Task to complete: Check each line of the material below for "woman", then copy the ones that contain it.

====================

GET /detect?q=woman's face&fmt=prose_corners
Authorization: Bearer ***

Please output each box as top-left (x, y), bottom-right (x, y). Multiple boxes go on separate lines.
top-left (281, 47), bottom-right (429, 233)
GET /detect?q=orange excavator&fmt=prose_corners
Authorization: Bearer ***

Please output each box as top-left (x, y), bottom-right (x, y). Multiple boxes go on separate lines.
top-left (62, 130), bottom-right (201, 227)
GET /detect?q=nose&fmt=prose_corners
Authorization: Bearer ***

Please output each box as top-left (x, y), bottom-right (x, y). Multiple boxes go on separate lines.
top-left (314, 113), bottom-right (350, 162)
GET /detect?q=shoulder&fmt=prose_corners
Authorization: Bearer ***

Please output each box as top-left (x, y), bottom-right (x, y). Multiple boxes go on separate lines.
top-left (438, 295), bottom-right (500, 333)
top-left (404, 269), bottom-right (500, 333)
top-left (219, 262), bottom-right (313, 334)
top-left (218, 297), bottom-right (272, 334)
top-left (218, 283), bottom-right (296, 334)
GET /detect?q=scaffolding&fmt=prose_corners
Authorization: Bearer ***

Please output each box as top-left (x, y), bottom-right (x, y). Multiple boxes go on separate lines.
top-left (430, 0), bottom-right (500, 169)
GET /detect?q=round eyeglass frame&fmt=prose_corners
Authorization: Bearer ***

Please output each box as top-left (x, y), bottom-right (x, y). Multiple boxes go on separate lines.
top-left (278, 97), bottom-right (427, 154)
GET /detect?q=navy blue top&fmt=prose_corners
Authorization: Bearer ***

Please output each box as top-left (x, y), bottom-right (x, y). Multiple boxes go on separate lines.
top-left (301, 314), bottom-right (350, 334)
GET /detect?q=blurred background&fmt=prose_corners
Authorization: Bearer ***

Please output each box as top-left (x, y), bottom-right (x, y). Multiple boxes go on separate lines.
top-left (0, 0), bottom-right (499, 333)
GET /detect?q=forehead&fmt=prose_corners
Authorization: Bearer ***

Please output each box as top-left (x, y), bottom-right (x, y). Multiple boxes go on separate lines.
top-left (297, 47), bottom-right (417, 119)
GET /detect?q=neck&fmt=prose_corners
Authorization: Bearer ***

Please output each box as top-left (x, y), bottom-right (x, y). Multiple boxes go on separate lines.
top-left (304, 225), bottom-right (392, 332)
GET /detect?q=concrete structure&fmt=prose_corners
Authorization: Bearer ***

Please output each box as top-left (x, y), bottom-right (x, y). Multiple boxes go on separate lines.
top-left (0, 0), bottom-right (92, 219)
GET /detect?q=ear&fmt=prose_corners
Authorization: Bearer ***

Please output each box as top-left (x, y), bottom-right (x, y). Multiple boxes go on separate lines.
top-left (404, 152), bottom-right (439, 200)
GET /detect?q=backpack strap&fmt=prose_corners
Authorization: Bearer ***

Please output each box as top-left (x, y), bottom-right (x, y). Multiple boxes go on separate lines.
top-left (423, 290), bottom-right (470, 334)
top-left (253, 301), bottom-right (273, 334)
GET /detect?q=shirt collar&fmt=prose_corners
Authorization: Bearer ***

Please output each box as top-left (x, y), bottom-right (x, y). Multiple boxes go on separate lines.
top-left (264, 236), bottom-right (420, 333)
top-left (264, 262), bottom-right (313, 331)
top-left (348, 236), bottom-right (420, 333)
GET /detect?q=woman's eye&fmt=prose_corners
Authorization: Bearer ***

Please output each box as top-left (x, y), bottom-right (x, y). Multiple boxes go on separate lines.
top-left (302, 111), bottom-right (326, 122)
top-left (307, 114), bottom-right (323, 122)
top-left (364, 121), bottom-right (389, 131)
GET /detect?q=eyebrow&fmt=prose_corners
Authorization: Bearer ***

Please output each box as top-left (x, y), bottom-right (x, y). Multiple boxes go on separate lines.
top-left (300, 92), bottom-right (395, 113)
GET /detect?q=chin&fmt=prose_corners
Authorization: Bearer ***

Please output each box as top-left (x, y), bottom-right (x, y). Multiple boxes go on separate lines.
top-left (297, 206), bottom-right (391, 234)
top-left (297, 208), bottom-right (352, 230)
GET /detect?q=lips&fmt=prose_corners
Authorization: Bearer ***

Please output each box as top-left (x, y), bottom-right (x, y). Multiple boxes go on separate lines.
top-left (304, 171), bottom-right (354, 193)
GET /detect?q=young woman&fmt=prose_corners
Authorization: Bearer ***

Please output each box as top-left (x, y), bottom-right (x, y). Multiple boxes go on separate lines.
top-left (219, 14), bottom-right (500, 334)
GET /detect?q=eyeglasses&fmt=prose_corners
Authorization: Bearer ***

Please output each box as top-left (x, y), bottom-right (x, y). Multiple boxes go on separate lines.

====================

Solution to this exercise:
GET /detect?q=woman's face&fmt=prose_corners
GET /detect?q=woman's eye&fmt=prose_corners
GET /detect?q=young woman&fmt=prose_corners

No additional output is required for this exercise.